Complete the following:
[A] In the passage about the sports massage, how long was the running challenge completed last May?
[B] From the passage about the sports massage, print the text starting with "Last May I completed" and going on through "get some help.".
[C] List every adjective the passage about the sports massage uses to describe how the writer's calf or calves felt.

Selected passage:
•••••
Last May I completed a 50k running challenge. I walk lots of miles but very rarely run so, this was a challenge for me. During this month my left calf would become very tight and quite painful when I was running. However, I didn’t really worry about it, and just had a few days rest and got back to running again to complete the challenge. Over the next few months when I did a longer walk, my calf would again feel tight and slightly uncomfortable, but wouldn’t stop me enjoying my walk with my dogs.
Fast forward another few months and my back has started to hurt. Not enough to stop me doing anything, but definitely getting uncomfortable especially at night-time. Now I really like my sleep, so this was my trigger to go and get a sports massage to get some help.
So yesterday I had my first sports massage and you guessed it – it was my calves that were still very tight, and this was causing me to overcompensate and therefore my back was now taking all the strain. From something that started May last year, I am now in a worse position because I ignored it.
•••••
Dataset excerpts:
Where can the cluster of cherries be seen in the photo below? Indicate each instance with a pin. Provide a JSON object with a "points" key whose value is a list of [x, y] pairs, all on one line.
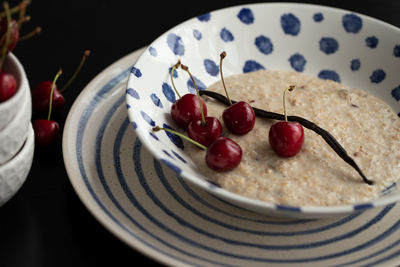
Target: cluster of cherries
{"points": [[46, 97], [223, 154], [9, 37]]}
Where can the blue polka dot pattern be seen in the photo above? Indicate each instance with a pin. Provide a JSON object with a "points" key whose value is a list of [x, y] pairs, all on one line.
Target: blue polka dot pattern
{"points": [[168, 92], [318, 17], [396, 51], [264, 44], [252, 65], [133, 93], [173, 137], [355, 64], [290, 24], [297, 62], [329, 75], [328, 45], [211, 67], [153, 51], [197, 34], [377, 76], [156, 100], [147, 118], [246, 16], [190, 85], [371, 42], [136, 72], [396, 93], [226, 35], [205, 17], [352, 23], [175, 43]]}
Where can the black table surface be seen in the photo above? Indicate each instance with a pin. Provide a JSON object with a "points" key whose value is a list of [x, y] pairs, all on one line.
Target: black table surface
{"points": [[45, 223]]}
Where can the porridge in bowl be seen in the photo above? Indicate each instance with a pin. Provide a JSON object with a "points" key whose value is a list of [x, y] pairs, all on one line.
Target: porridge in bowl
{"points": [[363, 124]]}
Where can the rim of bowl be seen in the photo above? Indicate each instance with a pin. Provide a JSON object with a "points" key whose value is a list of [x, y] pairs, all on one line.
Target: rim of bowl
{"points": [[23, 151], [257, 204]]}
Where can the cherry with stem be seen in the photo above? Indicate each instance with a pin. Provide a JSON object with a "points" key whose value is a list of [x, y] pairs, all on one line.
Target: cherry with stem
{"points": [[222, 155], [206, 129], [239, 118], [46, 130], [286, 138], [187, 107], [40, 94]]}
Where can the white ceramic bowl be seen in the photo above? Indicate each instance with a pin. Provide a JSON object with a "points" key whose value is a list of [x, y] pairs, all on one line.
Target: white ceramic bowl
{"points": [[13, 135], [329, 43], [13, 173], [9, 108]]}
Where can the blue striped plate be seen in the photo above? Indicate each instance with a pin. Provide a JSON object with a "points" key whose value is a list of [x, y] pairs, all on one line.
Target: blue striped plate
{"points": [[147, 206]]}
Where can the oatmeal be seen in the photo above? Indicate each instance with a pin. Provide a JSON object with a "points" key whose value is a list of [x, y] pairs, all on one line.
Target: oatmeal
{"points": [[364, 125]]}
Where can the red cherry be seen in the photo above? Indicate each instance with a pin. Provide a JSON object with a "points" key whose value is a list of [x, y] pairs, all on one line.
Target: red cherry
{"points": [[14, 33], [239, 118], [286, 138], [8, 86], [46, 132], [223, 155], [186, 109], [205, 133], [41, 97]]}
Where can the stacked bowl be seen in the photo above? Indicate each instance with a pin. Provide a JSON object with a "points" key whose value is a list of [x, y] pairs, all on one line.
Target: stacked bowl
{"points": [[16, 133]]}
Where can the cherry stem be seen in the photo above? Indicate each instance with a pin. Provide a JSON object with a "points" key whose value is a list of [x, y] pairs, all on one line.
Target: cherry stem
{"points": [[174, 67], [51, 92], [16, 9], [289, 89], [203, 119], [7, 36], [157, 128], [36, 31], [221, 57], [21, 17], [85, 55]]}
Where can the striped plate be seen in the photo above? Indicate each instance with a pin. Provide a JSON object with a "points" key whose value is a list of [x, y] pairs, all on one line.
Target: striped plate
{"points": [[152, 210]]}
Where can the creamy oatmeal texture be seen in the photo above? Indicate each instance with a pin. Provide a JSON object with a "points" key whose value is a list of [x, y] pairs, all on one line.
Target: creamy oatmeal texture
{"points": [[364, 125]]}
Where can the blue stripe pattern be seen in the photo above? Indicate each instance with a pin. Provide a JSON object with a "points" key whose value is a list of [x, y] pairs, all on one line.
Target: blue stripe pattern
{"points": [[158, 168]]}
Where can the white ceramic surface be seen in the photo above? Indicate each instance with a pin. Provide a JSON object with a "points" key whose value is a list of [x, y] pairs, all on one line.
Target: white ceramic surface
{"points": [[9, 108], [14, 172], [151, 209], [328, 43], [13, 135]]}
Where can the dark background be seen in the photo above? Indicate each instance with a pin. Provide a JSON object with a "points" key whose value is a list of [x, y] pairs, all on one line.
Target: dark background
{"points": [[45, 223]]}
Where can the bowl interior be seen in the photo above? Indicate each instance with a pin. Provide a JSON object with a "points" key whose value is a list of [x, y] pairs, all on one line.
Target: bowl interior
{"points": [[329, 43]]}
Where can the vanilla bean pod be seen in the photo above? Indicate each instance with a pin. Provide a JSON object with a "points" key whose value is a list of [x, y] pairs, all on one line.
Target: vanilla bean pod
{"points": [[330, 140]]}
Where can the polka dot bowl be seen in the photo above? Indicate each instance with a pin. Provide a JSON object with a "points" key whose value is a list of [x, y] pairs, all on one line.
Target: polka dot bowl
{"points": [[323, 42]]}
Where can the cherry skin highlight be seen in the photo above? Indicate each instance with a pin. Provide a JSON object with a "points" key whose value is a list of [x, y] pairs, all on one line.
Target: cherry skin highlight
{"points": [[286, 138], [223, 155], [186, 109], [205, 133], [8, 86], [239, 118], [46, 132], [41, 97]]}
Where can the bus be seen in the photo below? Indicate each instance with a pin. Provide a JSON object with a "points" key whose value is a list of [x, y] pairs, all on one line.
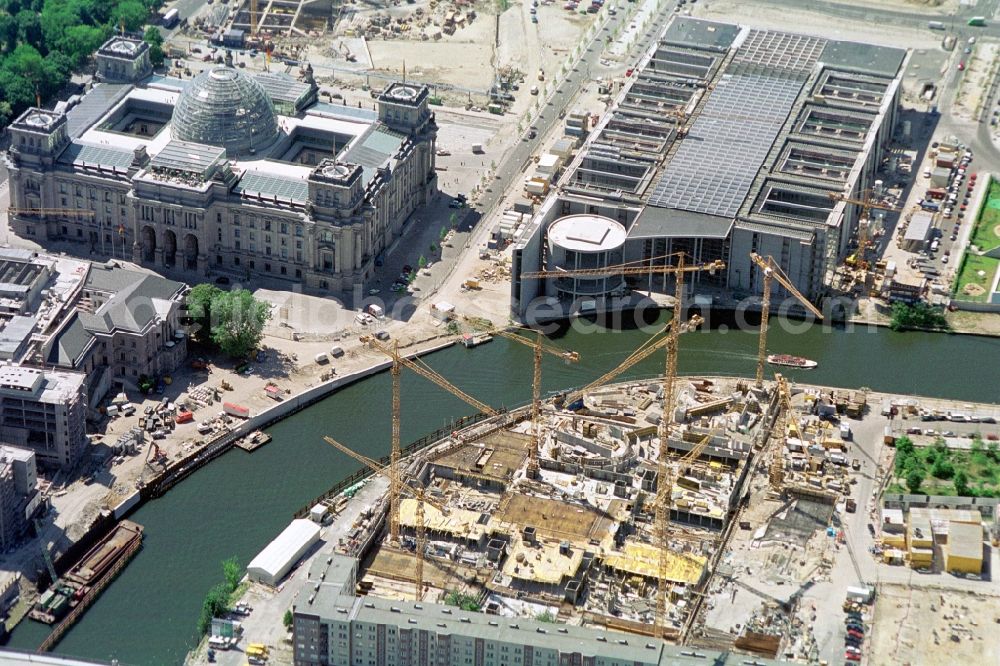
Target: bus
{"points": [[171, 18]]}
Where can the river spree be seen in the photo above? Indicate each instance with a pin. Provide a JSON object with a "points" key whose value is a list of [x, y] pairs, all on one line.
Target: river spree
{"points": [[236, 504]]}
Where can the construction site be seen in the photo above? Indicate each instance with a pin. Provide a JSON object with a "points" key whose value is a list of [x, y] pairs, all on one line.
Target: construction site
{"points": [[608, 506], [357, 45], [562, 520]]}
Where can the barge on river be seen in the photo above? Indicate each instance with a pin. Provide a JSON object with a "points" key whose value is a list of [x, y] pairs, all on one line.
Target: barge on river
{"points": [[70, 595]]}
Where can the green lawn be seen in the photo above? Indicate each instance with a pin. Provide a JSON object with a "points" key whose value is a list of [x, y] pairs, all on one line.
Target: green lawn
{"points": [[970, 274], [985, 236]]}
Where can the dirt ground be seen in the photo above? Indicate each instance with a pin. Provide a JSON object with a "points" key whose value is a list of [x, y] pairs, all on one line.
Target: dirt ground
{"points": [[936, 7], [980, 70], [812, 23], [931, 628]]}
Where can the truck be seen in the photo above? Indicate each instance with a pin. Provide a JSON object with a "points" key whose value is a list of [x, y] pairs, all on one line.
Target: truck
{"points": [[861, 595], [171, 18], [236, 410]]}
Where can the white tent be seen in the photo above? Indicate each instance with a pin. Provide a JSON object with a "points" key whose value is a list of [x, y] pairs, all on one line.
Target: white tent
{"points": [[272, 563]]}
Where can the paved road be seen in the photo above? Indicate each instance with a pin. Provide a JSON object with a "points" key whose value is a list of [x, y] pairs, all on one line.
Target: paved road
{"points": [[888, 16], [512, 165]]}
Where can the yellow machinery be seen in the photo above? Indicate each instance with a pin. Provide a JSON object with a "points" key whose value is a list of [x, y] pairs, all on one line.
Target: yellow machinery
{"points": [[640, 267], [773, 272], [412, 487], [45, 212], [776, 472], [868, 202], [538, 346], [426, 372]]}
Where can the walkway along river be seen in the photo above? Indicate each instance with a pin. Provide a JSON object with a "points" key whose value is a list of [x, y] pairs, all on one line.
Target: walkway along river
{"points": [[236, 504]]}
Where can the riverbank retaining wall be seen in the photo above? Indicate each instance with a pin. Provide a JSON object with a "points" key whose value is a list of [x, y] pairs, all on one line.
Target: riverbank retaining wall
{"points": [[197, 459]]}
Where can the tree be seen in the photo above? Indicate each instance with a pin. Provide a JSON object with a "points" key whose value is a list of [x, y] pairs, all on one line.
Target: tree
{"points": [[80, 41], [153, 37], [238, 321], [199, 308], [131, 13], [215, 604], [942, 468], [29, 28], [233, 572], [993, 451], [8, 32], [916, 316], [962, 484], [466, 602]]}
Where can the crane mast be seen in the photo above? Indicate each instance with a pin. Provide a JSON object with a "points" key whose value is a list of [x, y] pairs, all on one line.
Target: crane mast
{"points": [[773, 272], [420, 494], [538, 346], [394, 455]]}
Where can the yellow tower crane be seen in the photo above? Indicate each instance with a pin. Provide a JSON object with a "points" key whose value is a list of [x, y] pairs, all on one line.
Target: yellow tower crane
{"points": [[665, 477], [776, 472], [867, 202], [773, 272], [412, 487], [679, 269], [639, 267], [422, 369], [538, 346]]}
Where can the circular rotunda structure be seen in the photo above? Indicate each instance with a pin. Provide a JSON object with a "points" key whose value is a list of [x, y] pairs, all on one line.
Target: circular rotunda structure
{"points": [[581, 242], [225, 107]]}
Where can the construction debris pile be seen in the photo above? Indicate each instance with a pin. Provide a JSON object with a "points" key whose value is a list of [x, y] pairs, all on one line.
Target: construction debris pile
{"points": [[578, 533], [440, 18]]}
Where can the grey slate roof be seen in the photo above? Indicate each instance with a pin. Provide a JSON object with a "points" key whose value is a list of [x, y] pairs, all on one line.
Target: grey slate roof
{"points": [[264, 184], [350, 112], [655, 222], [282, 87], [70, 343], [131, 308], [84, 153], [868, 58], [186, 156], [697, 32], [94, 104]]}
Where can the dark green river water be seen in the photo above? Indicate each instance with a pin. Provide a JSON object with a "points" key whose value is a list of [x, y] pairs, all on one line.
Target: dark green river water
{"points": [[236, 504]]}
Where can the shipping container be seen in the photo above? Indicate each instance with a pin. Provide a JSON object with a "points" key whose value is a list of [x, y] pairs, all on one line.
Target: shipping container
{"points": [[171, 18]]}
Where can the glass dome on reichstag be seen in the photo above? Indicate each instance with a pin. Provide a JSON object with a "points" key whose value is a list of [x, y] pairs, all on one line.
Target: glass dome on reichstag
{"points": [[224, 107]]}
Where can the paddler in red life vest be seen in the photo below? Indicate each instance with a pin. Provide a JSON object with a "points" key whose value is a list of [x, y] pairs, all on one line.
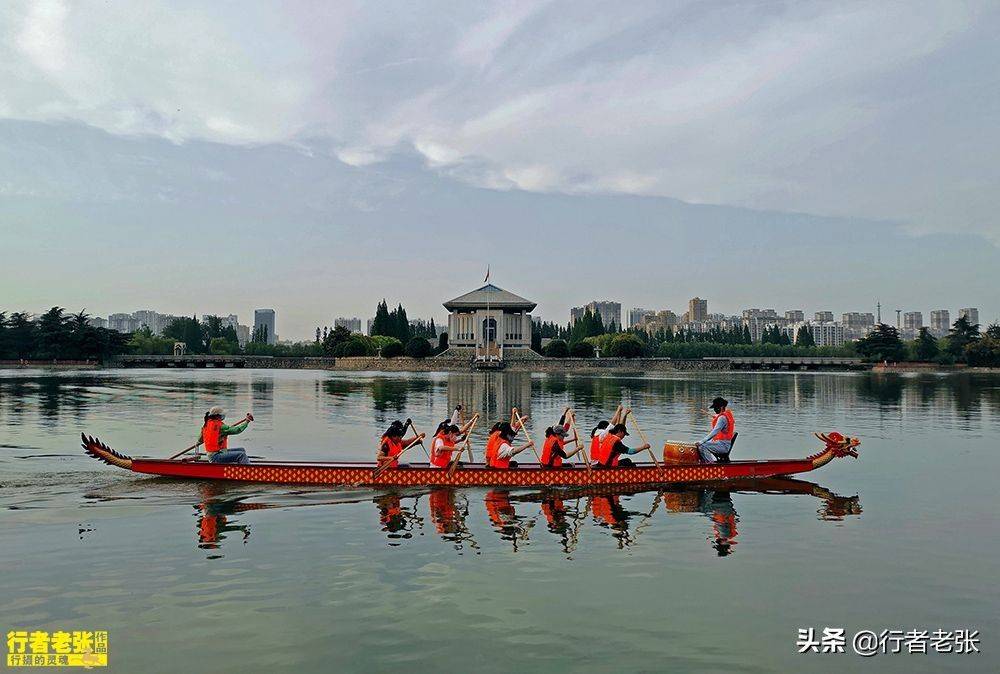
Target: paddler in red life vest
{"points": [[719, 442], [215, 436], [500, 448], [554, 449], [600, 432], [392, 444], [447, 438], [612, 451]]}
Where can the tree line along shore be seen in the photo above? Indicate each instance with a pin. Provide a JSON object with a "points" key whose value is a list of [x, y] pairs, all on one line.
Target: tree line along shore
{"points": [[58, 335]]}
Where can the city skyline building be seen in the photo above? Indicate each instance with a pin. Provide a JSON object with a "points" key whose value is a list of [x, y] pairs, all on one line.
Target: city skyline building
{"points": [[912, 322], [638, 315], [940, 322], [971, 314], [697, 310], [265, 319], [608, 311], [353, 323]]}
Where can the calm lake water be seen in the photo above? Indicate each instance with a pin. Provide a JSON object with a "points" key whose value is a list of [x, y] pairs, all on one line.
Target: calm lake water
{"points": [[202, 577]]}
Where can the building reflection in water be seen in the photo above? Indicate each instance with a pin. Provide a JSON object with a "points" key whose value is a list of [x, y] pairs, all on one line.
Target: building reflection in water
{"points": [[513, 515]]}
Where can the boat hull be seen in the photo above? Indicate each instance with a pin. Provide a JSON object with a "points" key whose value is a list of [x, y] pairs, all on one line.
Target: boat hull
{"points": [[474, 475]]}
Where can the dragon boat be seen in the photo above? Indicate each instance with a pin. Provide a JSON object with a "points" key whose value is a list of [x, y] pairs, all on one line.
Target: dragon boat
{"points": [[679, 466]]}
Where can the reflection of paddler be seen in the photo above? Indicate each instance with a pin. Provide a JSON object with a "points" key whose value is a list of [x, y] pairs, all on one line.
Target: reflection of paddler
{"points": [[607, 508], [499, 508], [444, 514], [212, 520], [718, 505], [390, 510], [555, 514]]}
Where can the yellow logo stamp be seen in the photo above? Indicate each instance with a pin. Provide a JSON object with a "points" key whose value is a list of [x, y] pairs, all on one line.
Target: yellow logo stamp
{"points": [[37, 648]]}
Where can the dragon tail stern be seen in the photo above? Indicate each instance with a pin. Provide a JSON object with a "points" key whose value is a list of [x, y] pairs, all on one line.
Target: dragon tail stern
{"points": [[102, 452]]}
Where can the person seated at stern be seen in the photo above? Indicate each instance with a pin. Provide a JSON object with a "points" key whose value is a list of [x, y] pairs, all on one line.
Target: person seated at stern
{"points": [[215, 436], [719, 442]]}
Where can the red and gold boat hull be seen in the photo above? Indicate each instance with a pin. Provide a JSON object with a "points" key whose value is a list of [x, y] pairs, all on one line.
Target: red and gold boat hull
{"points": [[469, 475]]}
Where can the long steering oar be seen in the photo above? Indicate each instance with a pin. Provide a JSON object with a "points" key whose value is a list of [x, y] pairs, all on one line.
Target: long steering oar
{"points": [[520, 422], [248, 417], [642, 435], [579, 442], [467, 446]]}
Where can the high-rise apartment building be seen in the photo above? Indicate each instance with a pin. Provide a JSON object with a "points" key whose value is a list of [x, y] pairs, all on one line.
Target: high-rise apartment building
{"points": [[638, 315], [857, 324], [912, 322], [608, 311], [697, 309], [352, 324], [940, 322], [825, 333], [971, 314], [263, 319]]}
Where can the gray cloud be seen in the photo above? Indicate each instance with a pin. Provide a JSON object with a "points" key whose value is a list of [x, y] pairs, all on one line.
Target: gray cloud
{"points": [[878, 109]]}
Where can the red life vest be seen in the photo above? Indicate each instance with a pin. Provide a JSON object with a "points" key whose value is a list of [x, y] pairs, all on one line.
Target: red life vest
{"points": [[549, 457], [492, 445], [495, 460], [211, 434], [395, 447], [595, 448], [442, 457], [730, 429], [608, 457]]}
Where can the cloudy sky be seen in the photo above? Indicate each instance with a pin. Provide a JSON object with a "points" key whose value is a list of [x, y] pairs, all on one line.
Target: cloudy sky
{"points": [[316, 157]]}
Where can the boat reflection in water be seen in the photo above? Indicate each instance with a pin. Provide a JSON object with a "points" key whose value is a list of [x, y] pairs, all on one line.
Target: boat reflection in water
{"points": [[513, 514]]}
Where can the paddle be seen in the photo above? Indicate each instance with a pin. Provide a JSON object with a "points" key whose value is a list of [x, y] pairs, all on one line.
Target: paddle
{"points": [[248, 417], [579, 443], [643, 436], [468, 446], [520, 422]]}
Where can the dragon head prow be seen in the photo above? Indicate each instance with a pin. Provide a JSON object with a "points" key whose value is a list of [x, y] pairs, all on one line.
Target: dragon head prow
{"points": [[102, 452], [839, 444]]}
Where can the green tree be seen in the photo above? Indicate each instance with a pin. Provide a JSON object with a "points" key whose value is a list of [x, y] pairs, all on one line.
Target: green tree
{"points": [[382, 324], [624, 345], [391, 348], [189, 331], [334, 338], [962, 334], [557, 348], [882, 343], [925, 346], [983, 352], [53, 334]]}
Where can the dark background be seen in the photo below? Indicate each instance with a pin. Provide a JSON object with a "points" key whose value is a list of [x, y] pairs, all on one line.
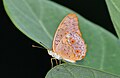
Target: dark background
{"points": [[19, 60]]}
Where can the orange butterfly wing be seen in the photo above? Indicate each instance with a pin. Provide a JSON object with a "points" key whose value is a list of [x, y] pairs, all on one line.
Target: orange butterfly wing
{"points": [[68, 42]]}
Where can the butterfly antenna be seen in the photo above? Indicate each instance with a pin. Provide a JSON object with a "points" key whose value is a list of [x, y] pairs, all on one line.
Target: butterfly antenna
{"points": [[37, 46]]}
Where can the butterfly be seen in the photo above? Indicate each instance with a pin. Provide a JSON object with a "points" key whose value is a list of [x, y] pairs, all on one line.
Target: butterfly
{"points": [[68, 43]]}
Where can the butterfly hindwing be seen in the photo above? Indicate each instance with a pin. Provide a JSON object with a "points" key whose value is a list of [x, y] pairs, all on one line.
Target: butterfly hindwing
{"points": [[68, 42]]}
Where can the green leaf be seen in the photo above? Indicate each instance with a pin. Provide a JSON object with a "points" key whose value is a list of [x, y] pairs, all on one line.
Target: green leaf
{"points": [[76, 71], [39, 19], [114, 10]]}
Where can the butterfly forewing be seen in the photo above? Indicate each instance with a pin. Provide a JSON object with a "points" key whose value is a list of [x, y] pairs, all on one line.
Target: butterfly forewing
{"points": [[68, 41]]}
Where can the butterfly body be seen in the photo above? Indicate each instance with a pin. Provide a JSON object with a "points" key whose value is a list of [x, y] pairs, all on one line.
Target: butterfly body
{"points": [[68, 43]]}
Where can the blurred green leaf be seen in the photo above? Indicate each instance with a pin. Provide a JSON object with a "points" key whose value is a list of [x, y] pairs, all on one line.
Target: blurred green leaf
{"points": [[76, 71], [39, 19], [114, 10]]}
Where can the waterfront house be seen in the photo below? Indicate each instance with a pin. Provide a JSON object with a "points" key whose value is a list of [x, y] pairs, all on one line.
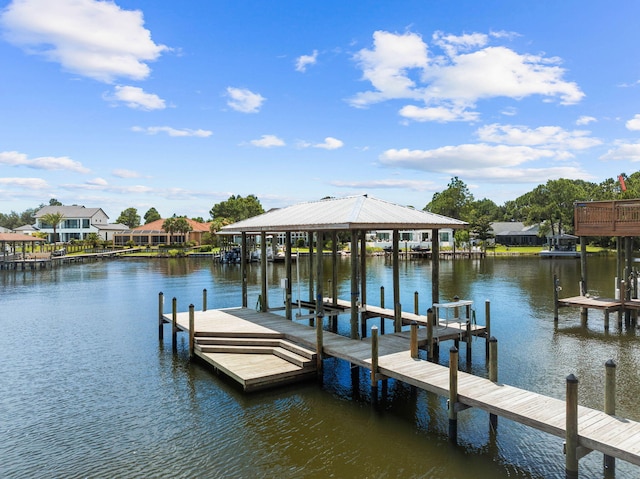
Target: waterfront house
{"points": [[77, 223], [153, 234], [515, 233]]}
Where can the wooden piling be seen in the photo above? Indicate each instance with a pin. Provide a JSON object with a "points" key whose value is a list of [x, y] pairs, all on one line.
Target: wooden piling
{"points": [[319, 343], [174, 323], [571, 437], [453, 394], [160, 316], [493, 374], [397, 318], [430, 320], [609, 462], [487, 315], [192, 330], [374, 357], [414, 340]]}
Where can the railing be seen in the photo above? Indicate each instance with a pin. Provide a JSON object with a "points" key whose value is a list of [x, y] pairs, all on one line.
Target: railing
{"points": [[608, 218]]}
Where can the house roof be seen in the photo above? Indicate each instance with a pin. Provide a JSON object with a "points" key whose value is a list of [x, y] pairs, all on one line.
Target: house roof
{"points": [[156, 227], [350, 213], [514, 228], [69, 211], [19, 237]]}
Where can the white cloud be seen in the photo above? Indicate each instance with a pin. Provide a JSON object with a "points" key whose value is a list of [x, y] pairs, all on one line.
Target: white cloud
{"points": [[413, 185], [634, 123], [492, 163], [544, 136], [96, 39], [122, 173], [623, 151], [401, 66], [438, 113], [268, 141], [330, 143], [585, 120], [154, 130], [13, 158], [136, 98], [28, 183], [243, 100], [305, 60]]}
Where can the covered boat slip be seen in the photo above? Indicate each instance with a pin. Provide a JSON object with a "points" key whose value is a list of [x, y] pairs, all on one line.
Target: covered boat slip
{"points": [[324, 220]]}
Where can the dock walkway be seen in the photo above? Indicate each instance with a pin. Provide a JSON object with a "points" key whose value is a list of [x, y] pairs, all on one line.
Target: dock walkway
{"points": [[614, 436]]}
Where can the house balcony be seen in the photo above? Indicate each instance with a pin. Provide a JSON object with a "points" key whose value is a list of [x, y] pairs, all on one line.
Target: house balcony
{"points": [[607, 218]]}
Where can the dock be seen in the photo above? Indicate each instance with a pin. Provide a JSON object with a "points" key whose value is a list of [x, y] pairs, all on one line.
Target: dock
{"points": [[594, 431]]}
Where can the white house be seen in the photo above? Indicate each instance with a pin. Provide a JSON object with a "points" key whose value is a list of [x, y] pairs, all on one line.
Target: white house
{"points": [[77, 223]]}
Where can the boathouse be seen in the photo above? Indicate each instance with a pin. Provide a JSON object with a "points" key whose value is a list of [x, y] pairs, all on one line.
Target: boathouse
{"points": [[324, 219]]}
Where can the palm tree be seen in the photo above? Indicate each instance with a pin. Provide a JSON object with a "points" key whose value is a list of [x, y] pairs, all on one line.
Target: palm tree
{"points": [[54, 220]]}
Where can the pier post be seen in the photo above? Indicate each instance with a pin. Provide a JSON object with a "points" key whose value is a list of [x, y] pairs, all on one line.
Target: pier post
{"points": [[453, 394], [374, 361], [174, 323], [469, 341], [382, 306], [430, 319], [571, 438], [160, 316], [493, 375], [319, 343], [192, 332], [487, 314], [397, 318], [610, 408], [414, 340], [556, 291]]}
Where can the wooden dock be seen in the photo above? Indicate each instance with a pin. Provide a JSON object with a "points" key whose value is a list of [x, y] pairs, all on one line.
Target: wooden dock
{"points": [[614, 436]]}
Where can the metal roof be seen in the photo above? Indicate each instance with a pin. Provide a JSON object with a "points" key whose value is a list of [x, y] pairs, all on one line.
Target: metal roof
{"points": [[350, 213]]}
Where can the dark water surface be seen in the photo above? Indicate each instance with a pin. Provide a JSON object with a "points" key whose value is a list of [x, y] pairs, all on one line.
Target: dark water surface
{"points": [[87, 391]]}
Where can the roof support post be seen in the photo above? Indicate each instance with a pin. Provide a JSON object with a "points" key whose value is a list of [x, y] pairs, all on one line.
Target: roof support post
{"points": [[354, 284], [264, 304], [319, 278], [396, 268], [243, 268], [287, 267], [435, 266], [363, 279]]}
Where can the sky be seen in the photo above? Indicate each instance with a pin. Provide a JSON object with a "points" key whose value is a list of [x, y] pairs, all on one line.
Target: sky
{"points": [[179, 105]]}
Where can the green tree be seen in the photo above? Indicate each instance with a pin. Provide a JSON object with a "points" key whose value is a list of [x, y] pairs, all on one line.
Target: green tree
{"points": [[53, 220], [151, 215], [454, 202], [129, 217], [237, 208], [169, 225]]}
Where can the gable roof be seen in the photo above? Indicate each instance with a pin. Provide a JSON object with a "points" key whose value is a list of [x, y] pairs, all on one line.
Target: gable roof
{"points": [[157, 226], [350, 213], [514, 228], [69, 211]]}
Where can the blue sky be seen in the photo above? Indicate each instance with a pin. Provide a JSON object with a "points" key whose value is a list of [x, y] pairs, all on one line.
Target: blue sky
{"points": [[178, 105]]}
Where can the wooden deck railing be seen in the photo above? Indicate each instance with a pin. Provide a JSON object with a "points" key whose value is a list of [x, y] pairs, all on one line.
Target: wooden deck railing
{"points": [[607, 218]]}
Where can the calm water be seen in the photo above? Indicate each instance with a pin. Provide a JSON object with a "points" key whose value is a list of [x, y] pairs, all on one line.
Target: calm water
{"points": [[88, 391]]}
•••••
Answers given:
[A] 50k.

[B]
Last May I completed a 50k running challenge. I walk lots of miles but very rarely run so, this was a challenge for me. During this month my left calf would become very tight and quite painful when I was running. However, I didn’t really worry about it, and just had a few days rest and got back to running again to complete the challenge. Over the next few months when I did a longer walk, my calf would again feel tight and slightly uncomfortable, but wouldn’t stop me enjoying my walk with my dogs.
Fast forward another few months and my back has started to hurt. Not enough to stop me doing anything, but definitely getting uncomfortable especially at night-time. Now I really like my sleep, so this was my trigger to go and get a sports massage to get some help.

[C] tight, painful, uncomfortable